* Document extract
# wheelbase of 2005-6 Medium giant tcr/ocr?



## steel515 (Sep 6, 2004)

Can anyone measure the wheelbase of a Medium giant? I heard it was lengthened recently.


----------



## ridesondirt (Mar 19, 2006)

*Big bad Giant, always telling lies...*

I have an 05 OCRc3 med. I measured it center of skewer to center of skewer and got 39-5/16" or 39.3125 which is 998.5mm. Giants website says it's 986mm. That's a fairly big differance so I would say you heard right. 
The Giant web site seems to get alot of things wrong. It says my front gears are 53-39-30 and that my front derailleur is a Tiagra. I have 52-42-30 gears and a 105 front (not complaining on that one).
How did you hear about the wheelbase getting longer?


----------



## wasfast (Feb 3, 2004)

I have a 2004 TCR Composite frame in medium size. There was a change to longer chain stays on the 2005 and later TCR's. Note the difference in clearance between the rear tire and seat tube on the newer models. On previous years models, the tire has a relief in the seat tube just so a 23C tire will clear. It's quite tight.


----------



## steel515 (Sep 6, 2004)

thanks


----------

* List of tasks
1/ Answer these questions about the Giant wheelbase thread:
(a) What wheelbase in millimeters did ridesondirt measure on the 05 OCRc3?
(b) What front gears does ridesondirt say the bike actually has?
(c) What change does wasfast say was made to the 2005 and later TCRs?
2/ Reproduce from the Giant wheelbase thread the part that opens with the words containing "Can anyone measure" and closes with "you heard right.".

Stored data

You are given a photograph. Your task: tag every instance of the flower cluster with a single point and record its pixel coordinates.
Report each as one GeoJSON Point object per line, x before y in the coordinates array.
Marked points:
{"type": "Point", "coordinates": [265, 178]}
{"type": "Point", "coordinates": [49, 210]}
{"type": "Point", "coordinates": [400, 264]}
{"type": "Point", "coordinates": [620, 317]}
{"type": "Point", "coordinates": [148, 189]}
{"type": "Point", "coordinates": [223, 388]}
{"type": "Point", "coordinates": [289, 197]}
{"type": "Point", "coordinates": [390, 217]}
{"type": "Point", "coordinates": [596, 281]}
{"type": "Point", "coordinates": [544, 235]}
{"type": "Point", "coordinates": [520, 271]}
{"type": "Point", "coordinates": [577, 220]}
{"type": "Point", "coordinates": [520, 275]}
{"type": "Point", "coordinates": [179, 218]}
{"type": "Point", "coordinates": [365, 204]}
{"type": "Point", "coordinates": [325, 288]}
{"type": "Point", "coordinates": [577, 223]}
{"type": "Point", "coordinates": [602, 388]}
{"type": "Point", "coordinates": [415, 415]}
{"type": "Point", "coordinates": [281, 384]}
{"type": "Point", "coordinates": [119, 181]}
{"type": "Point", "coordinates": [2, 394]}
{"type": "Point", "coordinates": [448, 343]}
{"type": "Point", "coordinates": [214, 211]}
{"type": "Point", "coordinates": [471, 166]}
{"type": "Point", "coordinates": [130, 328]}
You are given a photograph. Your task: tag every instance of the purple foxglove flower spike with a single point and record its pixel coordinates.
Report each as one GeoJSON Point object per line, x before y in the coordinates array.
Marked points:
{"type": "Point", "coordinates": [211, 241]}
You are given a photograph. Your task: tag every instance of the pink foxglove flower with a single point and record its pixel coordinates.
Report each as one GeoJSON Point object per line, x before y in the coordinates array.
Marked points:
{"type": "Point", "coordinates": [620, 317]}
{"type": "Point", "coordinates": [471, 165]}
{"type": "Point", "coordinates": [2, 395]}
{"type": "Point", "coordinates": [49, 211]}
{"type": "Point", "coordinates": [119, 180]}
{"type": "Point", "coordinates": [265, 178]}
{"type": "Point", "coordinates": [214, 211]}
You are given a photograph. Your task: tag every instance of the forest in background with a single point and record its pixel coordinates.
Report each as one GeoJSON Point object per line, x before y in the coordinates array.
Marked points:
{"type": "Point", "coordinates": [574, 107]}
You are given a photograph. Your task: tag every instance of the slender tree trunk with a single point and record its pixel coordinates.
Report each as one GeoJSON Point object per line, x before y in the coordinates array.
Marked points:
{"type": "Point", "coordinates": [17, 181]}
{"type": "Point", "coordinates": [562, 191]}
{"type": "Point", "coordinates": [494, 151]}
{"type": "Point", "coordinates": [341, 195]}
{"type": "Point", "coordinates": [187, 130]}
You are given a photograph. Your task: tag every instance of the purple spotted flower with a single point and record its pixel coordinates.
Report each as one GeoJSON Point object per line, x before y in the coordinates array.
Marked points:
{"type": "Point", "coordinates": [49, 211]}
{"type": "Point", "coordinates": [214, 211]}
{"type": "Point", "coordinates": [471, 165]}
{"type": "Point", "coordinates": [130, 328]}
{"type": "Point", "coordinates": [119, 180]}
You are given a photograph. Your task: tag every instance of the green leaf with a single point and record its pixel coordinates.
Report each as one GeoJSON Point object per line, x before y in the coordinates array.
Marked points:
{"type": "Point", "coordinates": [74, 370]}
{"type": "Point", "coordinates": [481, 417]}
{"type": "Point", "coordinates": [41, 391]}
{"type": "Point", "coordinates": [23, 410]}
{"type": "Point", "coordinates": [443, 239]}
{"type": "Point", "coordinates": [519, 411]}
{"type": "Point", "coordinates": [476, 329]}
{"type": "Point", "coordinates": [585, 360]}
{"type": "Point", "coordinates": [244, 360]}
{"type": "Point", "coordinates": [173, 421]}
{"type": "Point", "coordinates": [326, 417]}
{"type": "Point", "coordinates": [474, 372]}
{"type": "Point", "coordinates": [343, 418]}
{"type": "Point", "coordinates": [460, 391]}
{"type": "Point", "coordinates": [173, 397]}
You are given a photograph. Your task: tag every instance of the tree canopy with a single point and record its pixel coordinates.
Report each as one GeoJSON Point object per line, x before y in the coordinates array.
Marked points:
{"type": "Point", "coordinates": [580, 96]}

* * *

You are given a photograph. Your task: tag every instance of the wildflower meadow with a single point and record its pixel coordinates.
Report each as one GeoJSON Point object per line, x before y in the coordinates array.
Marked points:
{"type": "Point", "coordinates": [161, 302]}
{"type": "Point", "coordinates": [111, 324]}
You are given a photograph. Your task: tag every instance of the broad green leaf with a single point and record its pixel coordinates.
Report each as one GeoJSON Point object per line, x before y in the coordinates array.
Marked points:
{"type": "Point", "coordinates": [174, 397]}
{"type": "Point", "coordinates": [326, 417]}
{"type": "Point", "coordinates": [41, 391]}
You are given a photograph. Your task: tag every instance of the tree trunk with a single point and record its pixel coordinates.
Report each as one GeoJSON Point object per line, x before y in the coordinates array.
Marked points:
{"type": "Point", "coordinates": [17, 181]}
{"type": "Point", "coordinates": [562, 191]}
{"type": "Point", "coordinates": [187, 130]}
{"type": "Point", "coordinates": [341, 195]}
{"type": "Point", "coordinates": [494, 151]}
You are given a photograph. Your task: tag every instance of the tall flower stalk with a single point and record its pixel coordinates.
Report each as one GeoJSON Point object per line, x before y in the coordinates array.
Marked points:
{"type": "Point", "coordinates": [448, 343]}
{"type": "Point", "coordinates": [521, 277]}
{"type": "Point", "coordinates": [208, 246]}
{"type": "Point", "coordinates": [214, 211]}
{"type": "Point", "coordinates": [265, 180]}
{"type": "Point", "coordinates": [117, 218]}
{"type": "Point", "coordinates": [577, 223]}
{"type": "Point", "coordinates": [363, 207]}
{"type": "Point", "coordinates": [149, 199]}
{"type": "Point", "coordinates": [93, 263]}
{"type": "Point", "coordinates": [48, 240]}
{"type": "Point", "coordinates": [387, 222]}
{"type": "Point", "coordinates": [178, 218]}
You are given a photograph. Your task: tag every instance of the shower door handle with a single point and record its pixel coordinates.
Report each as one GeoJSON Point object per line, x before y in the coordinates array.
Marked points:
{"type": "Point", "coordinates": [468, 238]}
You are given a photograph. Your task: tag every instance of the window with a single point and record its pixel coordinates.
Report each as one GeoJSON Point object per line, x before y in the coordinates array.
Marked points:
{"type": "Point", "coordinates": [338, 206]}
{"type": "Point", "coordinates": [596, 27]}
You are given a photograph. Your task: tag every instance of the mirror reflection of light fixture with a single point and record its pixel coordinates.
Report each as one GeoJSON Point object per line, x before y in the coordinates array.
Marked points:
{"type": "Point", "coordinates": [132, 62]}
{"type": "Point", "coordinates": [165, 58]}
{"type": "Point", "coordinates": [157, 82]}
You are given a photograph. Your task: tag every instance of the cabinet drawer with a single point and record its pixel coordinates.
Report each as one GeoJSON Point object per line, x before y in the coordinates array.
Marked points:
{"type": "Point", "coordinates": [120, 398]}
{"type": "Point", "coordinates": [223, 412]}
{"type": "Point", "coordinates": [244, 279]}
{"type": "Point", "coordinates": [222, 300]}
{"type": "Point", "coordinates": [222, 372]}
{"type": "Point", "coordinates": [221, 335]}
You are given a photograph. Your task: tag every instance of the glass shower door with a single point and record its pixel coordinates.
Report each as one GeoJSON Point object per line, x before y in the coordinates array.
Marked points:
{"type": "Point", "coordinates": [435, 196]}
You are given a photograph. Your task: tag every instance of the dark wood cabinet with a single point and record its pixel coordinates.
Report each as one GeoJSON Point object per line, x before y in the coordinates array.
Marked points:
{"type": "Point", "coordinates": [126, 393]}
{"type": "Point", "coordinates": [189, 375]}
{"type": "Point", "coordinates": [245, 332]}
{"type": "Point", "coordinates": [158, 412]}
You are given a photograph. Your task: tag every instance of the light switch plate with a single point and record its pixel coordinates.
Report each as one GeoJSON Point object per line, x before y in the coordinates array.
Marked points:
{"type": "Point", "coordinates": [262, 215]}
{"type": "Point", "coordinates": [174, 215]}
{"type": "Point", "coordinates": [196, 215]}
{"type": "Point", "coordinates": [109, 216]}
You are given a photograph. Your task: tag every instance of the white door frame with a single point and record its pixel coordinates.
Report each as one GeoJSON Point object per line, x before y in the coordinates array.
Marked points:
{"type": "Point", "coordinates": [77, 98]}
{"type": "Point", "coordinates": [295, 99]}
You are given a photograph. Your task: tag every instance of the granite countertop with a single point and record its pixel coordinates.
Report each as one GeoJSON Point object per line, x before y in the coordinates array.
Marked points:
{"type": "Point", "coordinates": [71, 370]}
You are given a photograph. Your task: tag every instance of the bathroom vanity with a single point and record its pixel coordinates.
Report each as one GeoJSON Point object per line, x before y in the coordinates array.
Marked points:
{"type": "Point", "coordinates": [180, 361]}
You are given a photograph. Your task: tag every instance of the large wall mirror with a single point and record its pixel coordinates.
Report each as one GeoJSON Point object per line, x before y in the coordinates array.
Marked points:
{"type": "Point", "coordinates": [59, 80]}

---

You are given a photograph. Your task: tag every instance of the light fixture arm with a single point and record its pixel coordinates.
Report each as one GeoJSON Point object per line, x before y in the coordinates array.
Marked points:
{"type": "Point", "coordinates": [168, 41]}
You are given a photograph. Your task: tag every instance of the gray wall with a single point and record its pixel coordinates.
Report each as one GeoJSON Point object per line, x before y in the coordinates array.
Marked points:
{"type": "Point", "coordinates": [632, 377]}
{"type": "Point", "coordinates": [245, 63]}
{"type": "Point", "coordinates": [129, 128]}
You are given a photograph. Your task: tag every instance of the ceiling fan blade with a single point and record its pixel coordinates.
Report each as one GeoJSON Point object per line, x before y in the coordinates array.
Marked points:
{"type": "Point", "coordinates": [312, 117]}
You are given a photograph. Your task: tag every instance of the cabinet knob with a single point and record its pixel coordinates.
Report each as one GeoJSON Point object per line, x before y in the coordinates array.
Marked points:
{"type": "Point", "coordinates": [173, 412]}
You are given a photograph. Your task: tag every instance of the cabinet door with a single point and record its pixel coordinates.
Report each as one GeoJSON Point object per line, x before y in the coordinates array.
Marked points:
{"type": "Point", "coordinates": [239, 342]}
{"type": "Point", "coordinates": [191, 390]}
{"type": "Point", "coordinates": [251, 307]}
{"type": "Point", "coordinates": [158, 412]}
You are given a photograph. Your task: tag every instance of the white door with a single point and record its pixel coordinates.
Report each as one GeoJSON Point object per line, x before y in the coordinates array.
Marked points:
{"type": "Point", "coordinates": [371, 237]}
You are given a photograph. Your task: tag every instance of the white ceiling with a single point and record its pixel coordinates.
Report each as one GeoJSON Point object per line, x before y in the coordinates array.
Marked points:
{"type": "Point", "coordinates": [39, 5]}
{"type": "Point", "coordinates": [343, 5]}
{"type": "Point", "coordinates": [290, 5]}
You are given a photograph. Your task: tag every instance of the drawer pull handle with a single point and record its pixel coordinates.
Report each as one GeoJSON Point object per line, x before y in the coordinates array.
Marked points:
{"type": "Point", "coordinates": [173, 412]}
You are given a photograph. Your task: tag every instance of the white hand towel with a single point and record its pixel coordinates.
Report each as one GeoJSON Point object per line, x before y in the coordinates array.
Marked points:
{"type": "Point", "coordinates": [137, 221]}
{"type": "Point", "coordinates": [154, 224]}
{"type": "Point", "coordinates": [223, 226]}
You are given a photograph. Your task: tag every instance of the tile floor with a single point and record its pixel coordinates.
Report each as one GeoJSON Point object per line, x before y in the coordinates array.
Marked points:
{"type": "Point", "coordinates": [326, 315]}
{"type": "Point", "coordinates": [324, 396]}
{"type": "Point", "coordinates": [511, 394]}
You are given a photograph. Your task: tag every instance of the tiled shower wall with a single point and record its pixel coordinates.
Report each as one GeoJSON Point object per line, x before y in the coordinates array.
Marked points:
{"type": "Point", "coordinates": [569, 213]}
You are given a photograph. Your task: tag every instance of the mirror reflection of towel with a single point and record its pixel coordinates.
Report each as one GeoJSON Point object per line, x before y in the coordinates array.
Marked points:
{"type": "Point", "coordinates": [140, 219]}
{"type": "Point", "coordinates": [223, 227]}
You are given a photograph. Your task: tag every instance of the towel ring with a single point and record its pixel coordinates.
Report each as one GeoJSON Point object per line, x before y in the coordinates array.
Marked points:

* Expected answers
1/
(a) 998.5mm
(b) 52-42-30
(c) Longer chain stays

2/
Can anyone measure the wheelbase of a Medium giant? I heard it was lengthened recently.


----------



## ridesondirt (Mar 19, 2006)

*Big bad Giant, always telling lies...*

I have an 05 OCRc3 med. I measured it center of skewer to center of skewer and got 39-5/16" or 39.3125 which is 998.5mm. Giants website says it's 986mm. That's a fairly big differance so I would say you heard right.